Instructions to follow:
A complete answer lists every line of the entries below where the string "flower" appears.

Provided material:
======

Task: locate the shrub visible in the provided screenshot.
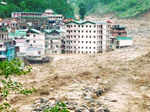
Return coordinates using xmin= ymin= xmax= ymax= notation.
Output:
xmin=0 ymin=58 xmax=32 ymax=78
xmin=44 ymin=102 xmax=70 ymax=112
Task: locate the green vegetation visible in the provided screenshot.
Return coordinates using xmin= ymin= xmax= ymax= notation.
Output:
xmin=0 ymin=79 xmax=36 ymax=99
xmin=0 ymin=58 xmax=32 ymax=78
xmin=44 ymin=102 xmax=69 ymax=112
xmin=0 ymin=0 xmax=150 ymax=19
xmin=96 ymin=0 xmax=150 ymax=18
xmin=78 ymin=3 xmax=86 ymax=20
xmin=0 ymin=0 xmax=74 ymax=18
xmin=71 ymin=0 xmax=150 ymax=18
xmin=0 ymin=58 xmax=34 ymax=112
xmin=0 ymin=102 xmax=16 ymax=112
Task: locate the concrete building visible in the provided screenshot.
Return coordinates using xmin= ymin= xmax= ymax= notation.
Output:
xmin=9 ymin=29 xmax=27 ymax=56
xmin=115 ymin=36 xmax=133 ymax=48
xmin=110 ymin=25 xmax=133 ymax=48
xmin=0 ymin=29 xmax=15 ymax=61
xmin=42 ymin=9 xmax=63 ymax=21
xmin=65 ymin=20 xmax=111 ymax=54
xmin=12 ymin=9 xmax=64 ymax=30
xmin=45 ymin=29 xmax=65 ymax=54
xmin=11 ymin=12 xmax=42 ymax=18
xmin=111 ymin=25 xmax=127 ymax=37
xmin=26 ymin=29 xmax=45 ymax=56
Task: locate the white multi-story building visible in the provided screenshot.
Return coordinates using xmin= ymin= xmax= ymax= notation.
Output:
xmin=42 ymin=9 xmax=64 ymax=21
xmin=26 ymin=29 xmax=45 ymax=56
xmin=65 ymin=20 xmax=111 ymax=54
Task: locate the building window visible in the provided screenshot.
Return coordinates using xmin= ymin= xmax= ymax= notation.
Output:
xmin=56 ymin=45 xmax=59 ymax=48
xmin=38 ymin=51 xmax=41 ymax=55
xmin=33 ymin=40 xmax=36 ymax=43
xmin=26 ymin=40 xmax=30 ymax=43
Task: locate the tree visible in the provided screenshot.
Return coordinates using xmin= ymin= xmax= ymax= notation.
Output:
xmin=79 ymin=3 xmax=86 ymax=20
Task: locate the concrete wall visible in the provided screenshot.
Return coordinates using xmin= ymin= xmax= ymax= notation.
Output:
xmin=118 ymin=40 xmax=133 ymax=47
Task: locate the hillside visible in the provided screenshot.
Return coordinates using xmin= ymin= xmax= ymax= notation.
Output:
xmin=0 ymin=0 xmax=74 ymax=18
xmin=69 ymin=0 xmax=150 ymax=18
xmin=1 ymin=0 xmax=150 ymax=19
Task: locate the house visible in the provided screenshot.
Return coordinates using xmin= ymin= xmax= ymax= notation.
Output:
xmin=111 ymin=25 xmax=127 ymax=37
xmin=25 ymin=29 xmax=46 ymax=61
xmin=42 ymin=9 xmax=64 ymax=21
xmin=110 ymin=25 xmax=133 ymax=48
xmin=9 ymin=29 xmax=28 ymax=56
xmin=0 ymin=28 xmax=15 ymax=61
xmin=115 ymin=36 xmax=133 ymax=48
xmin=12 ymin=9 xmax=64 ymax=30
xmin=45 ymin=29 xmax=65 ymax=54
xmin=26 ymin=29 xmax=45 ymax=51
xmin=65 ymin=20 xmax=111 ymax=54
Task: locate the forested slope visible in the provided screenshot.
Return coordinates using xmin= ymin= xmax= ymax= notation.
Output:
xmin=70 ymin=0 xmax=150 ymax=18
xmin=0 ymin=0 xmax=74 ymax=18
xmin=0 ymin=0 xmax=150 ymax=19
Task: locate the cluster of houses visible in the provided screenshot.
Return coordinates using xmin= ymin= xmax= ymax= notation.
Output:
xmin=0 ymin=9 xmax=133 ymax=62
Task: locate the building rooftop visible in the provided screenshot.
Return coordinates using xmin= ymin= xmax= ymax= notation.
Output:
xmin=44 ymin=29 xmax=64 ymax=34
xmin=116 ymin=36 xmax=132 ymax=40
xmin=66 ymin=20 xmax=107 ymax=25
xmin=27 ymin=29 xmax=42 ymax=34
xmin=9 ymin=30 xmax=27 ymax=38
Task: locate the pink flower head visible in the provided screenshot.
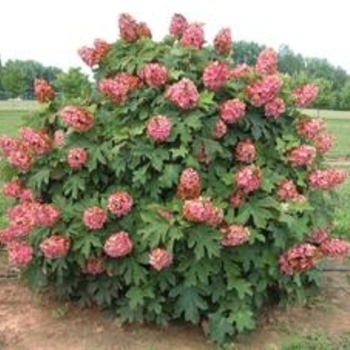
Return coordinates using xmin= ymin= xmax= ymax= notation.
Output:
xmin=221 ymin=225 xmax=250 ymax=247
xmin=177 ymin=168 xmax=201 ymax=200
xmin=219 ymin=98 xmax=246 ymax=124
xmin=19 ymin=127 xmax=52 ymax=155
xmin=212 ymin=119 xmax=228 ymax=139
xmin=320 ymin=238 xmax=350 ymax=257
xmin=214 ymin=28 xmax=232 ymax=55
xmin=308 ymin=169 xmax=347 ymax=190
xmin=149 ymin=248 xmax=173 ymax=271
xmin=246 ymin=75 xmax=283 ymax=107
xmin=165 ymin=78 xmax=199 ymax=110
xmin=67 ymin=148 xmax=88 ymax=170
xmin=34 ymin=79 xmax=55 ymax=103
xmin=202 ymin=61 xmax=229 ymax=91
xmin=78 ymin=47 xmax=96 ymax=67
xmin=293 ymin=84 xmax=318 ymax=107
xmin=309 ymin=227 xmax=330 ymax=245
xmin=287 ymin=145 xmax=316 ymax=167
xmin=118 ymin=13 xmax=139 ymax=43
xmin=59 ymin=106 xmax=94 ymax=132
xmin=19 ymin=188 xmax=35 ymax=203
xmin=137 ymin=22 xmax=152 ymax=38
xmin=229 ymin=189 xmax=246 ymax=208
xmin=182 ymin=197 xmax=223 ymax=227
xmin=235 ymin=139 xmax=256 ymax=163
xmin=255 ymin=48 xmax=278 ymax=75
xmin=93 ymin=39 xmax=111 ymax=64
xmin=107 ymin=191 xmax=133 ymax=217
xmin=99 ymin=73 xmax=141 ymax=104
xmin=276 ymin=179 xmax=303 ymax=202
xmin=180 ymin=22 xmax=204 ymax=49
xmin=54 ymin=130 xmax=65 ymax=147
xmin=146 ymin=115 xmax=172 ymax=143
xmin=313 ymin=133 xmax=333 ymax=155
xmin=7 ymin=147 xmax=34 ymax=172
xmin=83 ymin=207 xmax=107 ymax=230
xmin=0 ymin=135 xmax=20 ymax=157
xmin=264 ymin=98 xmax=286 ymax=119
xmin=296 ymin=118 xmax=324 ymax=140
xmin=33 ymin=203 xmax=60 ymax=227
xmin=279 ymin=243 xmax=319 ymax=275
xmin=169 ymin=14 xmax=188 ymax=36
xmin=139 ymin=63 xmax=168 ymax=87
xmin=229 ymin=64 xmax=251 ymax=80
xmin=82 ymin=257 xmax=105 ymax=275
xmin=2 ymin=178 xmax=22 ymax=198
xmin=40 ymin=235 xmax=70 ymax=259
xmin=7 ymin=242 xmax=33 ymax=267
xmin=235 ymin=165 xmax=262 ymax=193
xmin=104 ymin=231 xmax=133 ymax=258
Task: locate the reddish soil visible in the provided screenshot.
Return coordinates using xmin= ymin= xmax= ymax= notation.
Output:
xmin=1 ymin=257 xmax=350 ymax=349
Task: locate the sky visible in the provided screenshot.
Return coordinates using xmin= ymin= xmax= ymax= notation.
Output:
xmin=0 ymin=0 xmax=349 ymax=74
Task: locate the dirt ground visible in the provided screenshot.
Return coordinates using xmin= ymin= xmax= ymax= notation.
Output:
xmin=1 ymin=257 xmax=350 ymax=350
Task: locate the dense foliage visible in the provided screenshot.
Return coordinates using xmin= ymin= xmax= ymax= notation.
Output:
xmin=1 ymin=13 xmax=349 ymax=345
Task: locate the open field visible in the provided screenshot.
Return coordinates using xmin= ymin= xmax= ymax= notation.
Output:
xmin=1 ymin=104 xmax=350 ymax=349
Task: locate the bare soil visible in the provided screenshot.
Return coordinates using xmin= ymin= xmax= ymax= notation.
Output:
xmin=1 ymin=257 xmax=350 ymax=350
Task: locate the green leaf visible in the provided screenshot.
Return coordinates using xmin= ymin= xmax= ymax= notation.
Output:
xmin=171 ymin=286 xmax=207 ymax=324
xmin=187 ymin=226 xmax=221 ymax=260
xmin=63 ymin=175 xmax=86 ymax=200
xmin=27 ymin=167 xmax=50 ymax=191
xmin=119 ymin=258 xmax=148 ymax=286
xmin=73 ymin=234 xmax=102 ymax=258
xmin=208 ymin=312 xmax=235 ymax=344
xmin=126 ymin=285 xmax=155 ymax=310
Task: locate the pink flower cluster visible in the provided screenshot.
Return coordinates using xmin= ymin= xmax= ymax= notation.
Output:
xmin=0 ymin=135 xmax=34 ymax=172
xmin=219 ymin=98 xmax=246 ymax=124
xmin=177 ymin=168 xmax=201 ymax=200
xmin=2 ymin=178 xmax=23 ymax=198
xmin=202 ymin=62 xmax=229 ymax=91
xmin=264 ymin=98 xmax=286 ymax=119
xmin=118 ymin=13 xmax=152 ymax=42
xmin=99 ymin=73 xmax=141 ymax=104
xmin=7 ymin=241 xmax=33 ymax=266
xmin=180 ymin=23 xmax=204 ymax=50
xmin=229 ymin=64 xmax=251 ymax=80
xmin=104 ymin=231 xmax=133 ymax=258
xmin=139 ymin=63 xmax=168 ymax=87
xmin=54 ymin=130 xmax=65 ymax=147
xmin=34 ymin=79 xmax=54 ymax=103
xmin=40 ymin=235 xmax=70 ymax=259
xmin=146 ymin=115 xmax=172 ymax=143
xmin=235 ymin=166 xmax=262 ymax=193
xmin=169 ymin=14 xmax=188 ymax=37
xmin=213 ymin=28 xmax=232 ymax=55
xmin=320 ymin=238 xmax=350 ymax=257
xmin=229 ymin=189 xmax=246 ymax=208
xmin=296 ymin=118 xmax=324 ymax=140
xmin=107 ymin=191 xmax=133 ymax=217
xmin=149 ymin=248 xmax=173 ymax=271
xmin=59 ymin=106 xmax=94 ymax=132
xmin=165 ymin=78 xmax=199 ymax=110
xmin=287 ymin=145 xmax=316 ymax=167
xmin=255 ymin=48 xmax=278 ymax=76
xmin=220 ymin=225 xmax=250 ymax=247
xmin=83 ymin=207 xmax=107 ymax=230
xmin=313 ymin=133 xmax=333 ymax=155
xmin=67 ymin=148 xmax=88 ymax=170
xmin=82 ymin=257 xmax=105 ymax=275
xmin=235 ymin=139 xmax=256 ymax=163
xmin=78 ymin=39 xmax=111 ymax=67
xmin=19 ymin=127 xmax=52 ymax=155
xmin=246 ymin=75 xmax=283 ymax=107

======

Expected output:
Task: locate the pink flower head visible in the provided screenshot.
Task: locate the pink flower cluster visible in the provided screenshot.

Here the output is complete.